(Dataset records about object locations)

BEGIN

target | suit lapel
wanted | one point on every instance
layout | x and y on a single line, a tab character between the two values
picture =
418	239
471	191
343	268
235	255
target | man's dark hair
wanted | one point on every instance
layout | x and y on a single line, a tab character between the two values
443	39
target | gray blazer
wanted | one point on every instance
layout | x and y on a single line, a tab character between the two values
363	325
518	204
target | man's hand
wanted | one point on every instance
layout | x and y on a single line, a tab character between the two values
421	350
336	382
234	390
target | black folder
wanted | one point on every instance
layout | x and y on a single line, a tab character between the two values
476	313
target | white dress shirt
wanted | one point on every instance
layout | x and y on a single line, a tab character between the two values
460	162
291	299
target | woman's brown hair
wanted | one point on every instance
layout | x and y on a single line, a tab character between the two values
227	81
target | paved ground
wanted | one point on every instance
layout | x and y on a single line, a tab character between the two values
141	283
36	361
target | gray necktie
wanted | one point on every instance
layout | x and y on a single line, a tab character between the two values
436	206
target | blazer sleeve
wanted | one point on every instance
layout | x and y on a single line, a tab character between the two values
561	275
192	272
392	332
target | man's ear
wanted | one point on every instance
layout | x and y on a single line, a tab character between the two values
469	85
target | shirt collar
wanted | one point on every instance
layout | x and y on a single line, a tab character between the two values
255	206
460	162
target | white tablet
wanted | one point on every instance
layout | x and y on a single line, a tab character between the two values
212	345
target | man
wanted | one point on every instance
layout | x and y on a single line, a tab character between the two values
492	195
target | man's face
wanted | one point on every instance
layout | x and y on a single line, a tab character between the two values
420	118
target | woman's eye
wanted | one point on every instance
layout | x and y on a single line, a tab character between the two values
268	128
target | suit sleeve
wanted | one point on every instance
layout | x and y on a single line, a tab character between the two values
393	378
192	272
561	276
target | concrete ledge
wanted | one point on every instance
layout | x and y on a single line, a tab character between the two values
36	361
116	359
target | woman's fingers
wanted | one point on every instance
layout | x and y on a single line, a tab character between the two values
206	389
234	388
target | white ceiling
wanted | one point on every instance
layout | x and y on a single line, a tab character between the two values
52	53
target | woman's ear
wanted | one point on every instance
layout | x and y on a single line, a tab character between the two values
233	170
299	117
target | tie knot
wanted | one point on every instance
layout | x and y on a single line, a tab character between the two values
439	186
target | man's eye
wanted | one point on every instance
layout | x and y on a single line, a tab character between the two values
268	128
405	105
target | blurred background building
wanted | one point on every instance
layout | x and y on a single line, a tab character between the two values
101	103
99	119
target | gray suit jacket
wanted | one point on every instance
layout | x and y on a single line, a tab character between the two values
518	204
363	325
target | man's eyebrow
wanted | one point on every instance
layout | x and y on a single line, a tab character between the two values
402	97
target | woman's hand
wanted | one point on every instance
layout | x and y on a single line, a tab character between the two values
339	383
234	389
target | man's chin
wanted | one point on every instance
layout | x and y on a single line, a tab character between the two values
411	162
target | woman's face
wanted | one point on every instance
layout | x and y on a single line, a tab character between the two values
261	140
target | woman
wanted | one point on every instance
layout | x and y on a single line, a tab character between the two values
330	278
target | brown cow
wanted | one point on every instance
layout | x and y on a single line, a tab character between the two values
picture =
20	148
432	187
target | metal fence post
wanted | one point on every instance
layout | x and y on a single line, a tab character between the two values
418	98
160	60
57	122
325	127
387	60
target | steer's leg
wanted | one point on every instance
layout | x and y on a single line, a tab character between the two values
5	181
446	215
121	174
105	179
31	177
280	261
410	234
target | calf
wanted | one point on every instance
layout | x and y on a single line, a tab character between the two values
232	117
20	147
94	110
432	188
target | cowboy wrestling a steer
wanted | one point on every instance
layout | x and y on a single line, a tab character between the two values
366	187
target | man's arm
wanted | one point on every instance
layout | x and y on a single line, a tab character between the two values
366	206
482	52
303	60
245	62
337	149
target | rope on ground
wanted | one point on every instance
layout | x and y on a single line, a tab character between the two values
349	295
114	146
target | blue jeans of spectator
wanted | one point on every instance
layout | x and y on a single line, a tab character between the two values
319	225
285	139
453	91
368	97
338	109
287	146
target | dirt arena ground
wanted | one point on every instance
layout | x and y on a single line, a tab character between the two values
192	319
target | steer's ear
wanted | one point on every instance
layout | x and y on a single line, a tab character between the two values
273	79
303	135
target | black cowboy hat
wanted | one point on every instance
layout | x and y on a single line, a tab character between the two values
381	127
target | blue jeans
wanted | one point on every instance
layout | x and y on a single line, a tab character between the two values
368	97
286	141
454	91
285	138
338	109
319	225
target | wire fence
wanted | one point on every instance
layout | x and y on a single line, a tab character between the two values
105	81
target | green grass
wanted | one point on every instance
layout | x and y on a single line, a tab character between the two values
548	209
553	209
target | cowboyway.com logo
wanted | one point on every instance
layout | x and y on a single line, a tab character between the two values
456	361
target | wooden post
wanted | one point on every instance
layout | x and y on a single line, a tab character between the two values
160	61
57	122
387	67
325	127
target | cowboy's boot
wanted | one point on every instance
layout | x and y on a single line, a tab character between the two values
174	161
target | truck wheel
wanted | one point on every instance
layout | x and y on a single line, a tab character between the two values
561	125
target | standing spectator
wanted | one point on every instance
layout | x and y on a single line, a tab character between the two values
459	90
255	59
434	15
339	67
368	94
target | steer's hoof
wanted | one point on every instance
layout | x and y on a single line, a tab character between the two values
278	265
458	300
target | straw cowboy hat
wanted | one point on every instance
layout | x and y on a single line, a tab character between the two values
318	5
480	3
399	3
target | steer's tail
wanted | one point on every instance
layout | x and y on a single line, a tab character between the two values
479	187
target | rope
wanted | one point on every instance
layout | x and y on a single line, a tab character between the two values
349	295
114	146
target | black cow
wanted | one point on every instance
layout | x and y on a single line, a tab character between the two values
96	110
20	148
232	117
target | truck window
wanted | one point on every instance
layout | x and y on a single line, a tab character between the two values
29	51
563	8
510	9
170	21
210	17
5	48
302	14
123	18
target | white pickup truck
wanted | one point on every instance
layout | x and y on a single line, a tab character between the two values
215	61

END

*WHAT IS ASKED*. Revise the stretch from the line containing "target | steer's tail" through the end of the material, replacing "rope" with "lasso" and leaving everything else unchanged.

*FULL SOLUTION*.
target | steer's tail
wanted | one point on every instance
layout | x and y on a single line, a tab character between the two values
479	187
target | lasso
wanted | one point on every instance
layout | x and y on a single line, a tab character between the two values
349	295
114	146
target | black cow
wanted | one point on every instance
layout | x and y on a single line, a tab character between the two values
96	110
20	148
232	117
target | truck window
wanted | one point on every instance
layout | x and y on a single line, a tab character between the two values
29	51
563	8
510	9
170	21
210	17
5	48
302	14
123	18
target | white pickup truck
wanted | one point on every instance
layout | x and y on a single line, a tab character between the two values
215	61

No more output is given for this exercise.